Task instructions: Can you resize the data from the line with "Find person in" up to and including the line with "[0, 109, 271, 225]"? Give back every one of those lines with the text unchanged, except that each bounding-box coordinate in the answers is multiplied by 0.35 and rounded to a whole number (halves round up). Return only those lines.

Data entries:
____

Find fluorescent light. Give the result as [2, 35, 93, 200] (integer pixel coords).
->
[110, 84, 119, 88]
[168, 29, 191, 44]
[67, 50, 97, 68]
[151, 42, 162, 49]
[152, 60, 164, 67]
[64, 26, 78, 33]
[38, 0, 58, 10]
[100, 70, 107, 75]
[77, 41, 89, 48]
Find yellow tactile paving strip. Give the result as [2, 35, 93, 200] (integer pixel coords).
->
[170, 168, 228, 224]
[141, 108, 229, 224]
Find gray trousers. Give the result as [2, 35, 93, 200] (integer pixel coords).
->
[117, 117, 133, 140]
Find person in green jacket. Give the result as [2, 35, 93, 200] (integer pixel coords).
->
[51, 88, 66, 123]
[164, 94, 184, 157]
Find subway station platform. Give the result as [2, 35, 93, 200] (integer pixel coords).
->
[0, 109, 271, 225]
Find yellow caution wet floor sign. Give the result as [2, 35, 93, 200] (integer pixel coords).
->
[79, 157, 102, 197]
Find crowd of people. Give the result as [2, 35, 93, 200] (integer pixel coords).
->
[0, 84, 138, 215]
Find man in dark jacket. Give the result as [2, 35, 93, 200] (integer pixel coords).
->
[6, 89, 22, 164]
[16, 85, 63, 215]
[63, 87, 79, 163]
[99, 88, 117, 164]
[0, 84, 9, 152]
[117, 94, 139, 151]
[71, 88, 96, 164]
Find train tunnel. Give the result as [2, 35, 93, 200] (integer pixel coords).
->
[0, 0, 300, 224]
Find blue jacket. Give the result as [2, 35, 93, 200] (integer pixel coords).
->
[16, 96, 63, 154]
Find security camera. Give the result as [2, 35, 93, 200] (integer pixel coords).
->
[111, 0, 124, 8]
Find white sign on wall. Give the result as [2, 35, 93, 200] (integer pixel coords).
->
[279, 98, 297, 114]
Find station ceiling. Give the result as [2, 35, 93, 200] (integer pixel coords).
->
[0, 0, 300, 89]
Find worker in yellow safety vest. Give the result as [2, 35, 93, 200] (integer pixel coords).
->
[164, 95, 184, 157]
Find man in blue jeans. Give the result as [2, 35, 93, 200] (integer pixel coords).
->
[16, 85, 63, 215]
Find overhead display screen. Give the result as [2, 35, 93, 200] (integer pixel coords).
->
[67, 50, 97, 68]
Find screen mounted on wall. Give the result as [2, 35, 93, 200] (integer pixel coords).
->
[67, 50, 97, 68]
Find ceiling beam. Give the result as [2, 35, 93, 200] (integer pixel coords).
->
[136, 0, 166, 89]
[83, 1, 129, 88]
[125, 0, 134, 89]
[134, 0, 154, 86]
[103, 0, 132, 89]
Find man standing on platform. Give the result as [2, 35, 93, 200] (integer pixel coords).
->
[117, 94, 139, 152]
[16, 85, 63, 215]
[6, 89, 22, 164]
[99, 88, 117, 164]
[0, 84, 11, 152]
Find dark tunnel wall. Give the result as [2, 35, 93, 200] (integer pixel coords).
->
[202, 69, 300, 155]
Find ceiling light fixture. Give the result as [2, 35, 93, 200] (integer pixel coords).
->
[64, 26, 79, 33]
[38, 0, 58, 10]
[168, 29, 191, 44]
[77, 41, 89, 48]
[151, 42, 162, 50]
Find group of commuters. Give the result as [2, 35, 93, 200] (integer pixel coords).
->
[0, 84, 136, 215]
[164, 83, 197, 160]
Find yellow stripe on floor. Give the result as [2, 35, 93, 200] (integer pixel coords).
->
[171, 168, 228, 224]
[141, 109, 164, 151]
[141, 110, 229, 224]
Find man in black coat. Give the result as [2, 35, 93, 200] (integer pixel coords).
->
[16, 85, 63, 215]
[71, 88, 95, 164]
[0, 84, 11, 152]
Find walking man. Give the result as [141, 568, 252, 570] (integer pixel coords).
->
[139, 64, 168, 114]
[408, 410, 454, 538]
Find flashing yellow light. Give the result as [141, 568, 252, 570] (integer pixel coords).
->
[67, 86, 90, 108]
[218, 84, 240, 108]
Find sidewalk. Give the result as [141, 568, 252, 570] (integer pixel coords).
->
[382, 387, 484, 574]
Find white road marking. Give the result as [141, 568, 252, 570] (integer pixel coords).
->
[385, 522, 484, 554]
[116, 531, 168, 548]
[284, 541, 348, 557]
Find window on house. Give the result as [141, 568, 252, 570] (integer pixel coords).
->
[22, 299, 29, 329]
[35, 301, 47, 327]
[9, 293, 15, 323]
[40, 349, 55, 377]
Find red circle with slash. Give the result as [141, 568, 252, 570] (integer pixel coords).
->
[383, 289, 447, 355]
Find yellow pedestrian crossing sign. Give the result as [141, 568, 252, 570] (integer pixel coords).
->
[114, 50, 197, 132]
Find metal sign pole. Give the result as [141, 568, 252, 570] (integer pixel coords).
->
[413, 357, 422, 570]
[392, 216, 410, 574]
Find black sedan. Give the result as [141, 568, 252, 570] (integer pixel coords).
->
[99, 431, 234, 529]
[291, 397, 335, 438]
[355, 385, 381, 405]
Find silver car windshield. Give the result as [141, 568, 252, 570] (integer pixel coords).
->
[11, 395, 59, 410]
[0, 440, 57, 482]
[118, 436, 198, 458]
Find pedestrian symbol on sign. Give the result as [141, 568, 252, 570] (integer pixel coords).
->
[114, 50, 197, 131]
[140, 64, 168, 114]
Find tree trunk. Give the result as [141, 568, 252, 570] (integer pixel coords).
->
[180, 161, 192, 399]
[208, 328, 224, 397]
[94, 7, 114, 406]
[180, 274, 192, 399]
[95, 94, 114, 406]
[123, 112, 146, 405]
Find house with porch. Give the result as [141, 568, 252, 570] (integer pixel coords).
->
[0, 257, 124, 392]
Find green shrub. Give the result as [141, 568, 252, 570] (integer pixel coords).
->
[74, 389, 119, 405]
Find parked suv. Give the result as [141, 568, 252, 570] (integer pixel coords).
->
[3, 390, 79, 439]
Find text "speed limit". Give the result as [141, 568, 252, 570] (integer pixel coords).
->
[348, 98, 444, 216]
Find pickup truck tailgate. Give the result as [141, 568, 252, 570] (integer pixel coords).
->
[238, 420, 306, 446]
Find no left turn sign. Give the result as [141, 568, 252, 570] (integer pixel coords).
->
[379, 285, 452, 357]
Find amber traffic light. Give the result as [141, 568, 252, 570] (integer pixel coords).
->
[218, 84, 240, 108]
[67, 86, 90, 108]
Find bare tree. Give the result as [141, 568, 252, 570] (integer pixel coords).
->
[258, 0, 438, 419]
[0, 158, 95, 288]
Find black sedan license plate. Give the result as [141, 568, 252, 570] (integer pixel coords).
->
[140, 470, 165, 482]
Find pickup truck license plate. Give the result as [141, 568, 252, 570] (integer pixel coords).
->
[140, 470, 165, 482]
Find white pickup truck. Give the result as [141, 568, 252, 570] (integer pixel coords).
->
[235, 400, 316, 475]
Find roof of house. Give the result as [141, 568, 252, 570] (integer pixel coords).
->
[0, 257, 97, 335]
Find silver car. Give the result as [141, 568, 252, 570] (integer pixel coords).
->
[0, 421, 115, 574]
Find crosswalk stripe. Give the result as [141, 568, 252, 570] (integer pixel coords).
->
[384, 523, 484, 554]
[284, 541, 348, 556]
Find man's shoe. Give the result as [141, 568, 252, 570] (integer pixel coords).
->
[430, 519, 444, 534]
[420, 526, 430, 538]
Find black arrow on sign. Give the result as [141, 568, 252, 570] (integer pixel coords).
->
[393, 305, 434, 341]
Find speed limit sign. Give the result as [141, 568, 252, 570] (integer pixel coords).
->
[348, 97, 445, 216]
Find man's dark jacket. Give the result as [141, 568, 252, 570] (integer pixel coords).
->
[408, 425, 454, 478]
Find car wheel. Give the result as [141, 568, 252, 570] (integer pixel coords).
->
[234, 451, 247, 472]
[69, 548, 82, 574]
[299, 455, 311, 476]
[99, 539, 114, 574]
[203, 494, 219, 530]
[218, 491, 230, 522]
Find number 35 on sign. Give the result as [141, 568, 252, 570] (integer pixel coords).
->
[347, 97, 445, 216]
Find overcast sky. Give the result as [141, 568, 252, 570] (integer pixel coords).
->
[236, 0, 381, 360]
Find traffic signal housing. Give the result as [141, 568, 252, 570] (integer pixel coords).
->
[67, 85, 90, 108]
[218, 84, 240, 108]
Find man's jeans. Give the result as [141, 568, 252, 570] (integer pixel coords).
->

____

Solution below:
Find person in green jacket. Give the result as [2, 35, 93, 200] (integer pixel coords).
->
[18, 31, 23, 43]
[57, 33, 64, 55]
Find subway station platform. Give the result as [2, 35, 93, 200] (integer pixel coords).
->
[0, 38, 95, 79]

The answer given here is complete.